Questions to answer —
1. Using the artist talk announcement below, decide whether each statement agrees with it: (a) Daniel & Clara first met in 2010; (b) the talk is held at Kettle's Yard, Cambridge; (c) Amanda Geitner is the director of East Anglia Art Fund. For each, answer yes or no and quote the deciding words.
2. According to the artist talk announcement below, what work began Daniel & Clara's journey together?
3. From the artist talk announcement below, repeat the passage starting at "Along the way" and ending at "the Essex coast.".

Text passage —
15 Orbits Around The Sun
Artist Talk with Daniel & Clara
To Celebrate 15 Years of Collaboration



Saturday 29th November,  7-9pm

Firstsite, Colchester


Join us for a special event to celebrate 15 years of collaboration between artist Daniel & Clara. Through film, photography, performance and mail art, their expansive body of work explores the porous boundaries between inner worlds and the landscapes around us, weaving together observations of nature, memory, myth and the uncanny. In this in-depth talk, the artist will take us on a journey through their practice — a space where perception, nature and imagination collide.

The presentation will be followed by a conversation with Amanda Geitner, director of East Anglia Art Fund.




Within weeks of first meeting in 2010, Daniel & Clara began a collaboration that has grown into a singular body of work spanning film, performance, installation, photography and mail art. Their journey began with Savage Witches, a kaleidoscopic feature film about creative freedom and the possibilities of cinema as an art form.

From there they have gone on to create a vast and diverse output that has been screened and exhibited around the world, including Grand Palais, Paris; HKW, Berlin; By Art Matters, Hangzhou; Doclisboa, Lisbon; Whitechapel Gallery, London; Kettle's Yard, Cambridge; BFI Southbank; Museu de Arte Moderna, Rio de Janeiro; Norwich Castle Museum.

In this talk, the artist will guide us through the evolution of their practice — from early experiments in film that explored the idea of cinema as a site of psychological transformation, to their recent explorations of landscape and weather that blur the boundaries between reality and dream.

Along the way we’ll hear about their formative years living in a dilapidated beach house in Portugal, a self-fashioned laboratory where their experimental methods and collaborative vision took shape; and how a two-week stay on Mersea Island during the COVID lockdown became a permanent relocation, grounding their work in the shifting atmospheres of the Essex coast.

They will also talk about the role of collaboration in their practice both as “two humans working as one artist” and within a wider community of creatives, from their participatory films through to peer groups and projects such as Film Panic magazine, and MIA, an organisation they established to support artists working with moving image.

What emerges is a story of artistic practice as a total way of life, a deep dedication to experimentation, creative freedom and collaboration.

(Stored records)
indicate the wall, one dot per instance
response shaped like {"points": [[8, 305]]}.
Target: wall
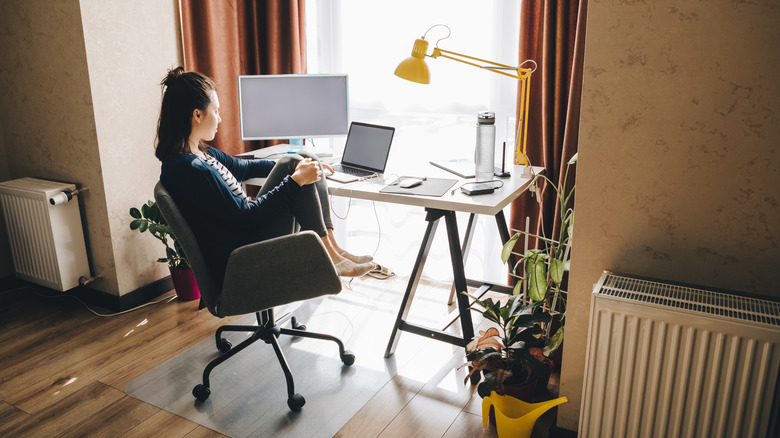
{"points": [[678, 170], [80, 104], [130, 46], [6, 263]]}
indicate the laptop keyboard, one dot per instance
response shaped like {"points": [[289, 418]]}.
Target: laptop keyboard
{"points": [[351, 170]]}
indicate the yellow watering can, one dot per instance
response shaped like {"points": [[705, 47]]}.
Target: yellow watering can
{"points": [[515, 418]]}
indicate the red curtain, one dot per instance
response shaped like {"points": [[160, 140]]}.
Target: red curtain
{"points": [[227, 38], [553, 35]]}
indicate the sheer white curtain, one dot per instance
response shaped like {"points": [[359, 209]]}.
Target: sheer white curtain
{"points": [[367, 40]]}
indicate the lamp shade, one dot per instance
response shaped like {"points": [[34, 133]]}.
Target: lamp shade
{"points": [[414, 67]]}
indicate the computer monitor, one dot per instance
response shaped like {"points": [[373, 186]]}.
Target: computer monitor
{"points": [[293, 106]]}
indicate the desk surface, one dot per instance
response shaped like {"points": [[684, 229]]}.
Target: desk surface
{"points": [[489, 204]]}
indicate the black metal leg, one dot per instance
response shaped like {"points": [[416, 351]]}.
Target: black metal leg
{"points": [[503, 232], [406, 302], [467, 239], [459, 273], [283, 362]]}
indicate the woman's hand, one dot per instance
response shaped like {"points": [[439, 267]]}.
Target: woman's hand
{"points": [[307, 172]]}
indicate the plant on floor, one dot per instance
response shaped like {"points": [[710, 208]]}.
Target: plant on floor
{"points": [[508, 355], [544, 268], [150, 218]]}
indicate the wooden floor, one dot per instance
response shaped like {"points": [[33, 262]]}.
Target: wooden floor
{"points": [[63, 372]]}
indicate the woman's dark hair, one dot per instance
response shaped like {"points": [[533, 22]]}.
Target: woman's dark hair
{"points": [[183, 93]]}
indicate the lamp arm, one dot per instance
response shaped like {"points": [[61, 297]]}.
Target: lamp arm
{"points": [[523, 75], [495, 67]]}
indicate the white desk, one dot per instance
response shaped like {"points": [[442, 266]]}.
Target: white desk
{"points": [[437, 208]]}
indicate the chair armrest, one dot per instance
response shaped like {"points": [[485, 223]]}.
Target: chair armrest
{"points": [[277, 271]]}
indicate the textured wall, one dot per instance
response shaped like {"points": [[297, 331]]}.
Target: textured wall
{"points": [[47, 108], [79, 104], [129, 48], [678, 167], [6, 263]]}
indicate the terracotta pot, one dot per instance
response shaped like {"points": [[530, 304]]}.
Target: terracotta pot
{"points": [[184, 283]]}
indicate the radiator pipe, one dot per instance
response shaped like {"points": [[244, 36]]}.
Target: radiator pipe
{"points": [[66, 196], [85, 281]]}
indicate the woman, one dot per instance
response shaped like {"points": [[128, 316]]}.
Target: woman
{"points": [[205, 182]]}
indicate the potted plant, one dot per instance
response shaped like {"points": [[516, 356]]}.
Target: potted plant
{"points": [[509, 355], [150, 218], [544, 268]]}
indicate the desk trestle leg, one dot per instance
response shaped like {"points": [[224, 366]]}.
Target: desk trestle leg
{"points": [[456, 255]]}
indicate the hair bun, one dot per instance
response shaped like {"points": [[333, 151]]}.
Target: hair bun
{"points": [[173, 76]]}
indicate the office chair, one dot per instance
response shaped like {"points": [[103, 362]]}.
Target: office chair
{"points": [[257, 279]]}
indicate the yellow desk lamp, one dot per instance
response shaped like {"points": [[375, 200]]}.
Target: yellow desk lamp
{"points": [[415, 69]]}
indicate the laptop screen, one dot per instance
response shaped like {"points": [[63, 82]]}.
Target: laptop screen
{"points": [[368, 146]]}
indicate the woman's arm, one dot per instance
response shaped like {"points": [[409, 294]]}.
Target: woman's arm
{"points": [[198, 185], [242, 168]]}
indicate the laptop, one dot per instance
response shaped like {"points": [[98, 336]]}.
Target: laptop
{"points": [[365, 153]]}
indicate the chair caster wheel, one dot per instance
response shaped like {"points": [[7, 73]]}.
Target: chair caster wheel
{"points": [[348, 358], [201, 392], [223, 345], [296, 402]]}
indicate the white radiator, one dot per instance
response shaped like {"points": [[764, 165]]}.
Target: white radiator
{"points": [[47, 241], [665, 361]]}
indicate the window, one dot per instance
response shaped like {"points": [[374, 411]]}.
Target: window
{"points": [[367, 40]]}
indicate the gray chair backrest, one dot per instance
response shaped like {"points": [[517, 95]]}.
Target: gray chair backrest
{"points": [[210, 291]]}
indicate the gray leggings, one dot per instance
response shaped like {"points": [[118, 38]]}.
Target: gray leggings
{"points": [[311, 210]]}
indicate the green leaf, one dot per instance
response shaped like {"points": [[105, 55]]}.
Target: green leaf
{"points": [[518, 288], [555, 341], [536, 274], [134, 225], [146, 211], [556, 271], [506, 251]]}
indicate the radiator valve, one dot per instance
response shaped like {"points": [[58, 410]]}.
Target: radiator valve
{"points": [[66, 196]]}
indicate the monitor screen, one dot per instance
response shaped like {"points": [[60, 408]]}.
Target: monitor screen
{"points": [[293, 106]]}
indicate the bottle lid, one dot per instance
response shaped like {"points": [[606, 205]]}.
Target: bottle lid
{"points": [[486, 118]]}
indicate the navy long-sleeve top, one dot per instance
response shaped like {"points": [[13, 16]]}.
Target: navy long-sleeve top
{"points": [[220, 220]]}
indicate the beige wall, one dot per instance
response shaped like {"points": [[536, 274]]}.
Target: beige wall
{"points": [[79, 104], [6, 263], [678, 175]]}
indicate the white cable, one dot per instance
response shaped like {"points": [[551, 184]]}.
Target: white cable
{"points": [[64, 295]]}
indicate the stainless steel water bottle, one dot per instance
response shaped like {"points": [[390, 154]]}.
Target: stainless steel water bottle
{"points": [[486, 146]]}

Results of the exercise —
1.
(a) Yes: "Within weeks of first meeting in 2010, Daniel & Clara began a collaboration"
(b) No: "Firstsite, Colchester"
(c) Yes: "Amanda Geitner, director of East Anglia Art Fund"

2. Savage Witches, a kaleidoscopic feature film about creative freedom and the possibilities of cinema as an art form.

3.
Along the way we’ll hear about their formative years living in a dilapidated beach house in Portugal, a self-fashioned laboratory where their experimental methods and collaborative vision took shape; and how a two-week stay on Mersea Island during the COVID lockdown became a permanent relocation, grounding their work in the shifting atmospheres of the Essex coast.